EXERCISE DESCRIPTION:
Would you please output all the records exactly as given? Pictures should not appear in the copy.

START DATA FOR THIS TASK

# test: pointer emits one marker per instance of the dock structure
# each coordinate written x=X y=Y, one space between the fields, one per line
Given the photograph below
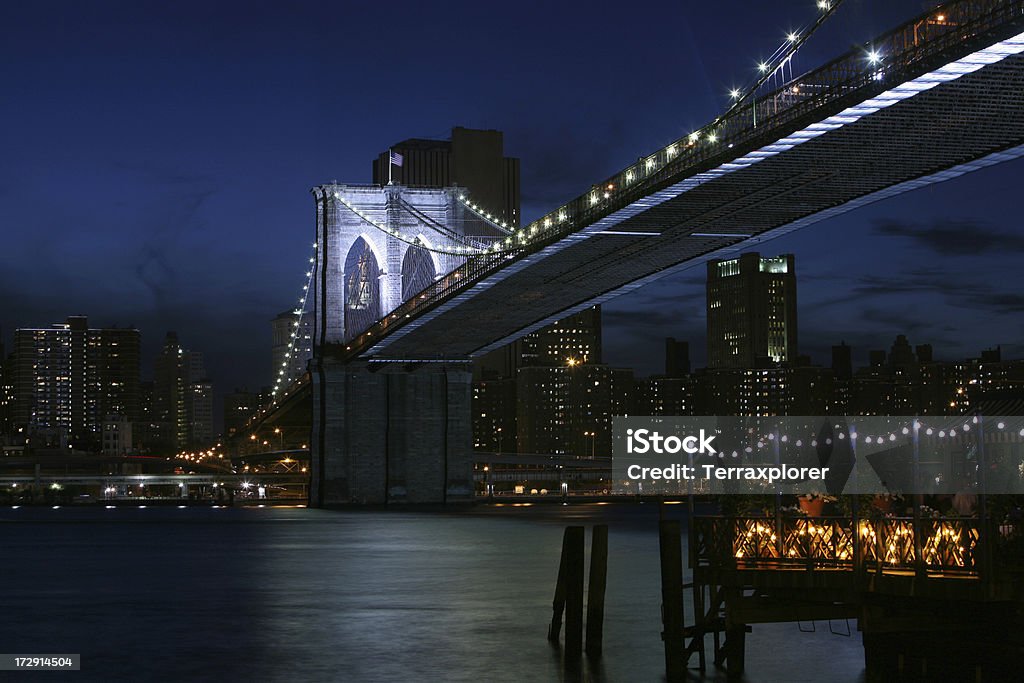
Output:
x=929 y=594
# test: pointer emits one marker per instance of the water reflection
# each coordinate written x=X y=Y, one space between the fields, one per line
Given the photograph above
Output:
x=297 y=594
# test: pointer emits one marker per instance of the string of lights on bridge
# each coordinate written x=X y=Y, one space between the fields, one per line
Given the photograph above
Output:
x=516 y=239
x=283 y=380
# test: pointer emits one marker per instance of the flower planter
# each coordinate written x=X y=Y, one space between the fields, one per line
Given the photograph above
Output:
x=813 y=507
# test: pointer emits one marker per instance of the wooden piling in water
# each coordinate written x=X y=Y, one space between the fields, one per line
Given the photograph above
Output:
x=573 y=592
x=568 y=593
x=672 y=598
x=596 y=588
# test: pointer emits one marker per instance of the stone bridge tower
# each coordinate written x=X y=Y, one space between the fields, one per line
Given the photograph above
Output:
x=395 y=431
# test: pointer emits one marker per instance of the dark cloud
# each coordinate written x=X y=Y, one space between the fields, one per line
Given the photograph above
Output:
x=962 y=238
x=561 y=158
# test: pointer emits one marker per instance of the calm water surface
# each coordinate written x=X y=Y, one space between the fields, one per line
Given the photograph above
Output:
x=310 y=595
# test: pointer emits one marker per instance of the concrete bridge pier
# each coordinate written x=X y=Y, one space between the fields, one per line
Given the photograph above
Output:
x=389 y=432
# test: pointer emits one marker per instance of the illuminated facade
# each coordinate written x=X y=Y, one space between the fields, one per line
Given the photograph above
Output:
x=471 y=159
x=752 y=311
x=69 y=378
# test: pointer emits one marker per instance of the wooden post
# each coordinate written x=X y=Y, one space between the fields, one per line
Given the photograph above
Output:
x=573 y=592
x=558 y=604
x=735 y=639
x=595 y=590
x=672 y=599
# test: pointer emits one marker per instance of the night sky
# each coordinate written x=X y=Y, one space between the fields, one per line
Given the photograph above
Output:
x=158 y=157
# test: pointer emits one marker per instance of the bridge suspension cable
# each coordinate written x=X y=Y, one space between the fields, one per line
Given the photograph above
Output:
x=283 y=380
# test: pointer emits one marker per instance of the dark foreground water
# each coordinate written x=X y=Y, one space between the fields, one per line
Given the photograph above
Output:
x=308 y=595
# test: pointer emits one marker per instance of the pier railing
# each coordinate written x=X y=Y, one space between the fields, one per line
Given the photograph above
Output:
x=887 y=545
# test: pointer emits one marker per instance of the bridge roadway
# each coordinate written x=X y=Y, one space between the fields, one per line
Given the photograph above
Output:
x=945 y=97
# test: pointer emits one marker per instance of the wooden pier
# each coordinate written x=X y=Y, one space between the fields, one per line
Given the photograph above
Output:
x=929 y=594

END DATA FOR THIS TASK

SOLUTION TO THE EXERCISE:
# test: pointer emits one marker per instance of the dock structure
# each coordinate written x=X y=Y, one space between the fields, one per line
Given the photograph below
Output:
x=929 y=594
# test: pointer emits one marker per instance of the water reflection
# each coordinate written x=X y=Y, one space between the fields, one per line
Given the photograph above
Output:
x=297 y=594
# test: pointer emits one marker per instance of the string of lights on bridge
# each coordinate written x=X y=Y, one space between the fields, one per line
Given the photograph above
Output:
x=516 y=239
x=283 y=380
# test: pointer emits one marker per instance of the flower planter
# each coordinate written x=X y=Y, one space between the fields, one per line
Given the photograph above
Output:
x=813 y=507
# test: pointer emits one marker per instance of the wooden piling in water
# each coordinate written x=X y=Y, one space between the fields, one per line
Given the photograph above
Output:
x=573 y=592
x=568 y=593
x=672 y=598
x=596 y=588
# test: pointer emits one marker per instance of the stone bridge tower
# each coordinate written x=X y=Y, one space between the fields, one per line
Given the photograph above
Output:
x=395 y=431
# test: pointer emits one marker per instance of the dark cloud
# each coordinate written x=X y=Y, one space between the fields, one per line
Given the photograph above
Output:
x=962 y=238
x=561 y=158
# test: pointer emits one marker per instance of the calm water surface
# each coordinate written x=X y=Y, one space between the fields, one per line
Given the photograph above
Output:
x=310 y=595
# test: pointer emits one marker per instance of the concrete bridge pier
# each coordinate written x=X y=Y, one space between the fields, one per line
Given the photograph above
Output:
x=389 y=432
# test: pointer emits one marker per instance of the illuminated facade
# each coordinate written x=X y=Y, one space between the fields, one per line
Given the photograph above
Output:
x=471 y=159
x=752 y=311
x=69 y=378
# test: pointer emits one marker per instance of the wooden post
# each coordinate written x=X y=Y, one space between the fields, one per line
Given the photograph above
Output:
x=573 y=592
x=558 y=604
x=735 y=639
x=595 y=590
x=672 y=599
# test: pointer emits one marker per instance of the night sky
# each coordinate written x=X y=Y, one space between the fields, one per line
Given the photograph above
Output:
x=158 y=157
# test: pointer emits one marker per instance of the bridge suspension cable
# each coordinate written x=X y=Y, one space between the fields, one per line
Given the photograph above
Output:
x=283 y=380
# test: pointer emits one marker per instance of the dark foreground water
# each coordinate written x=X y=Y, one space between the fields, one per line
Given the photograph above
Output:
x=308 y=595
# test: pointer emits one marker per instance of the pier railing
# each coordinate written x=X y=Y, one space between the fields, one per line
Given the photograph above
Output:
x=887 y=545
# test: pointer emits one marker per instance of the bridge roadway
# each coordinate written x=X y=Y, one space between the fields, one per line
Given the photograph above
Output:
x=945 y=97
# test: pointer emits one marker per instance of the wooden pier
# each coordinate written x=X y=Y, one space between the fields, one per line
Given the photograph above
Output:
x=929 y=594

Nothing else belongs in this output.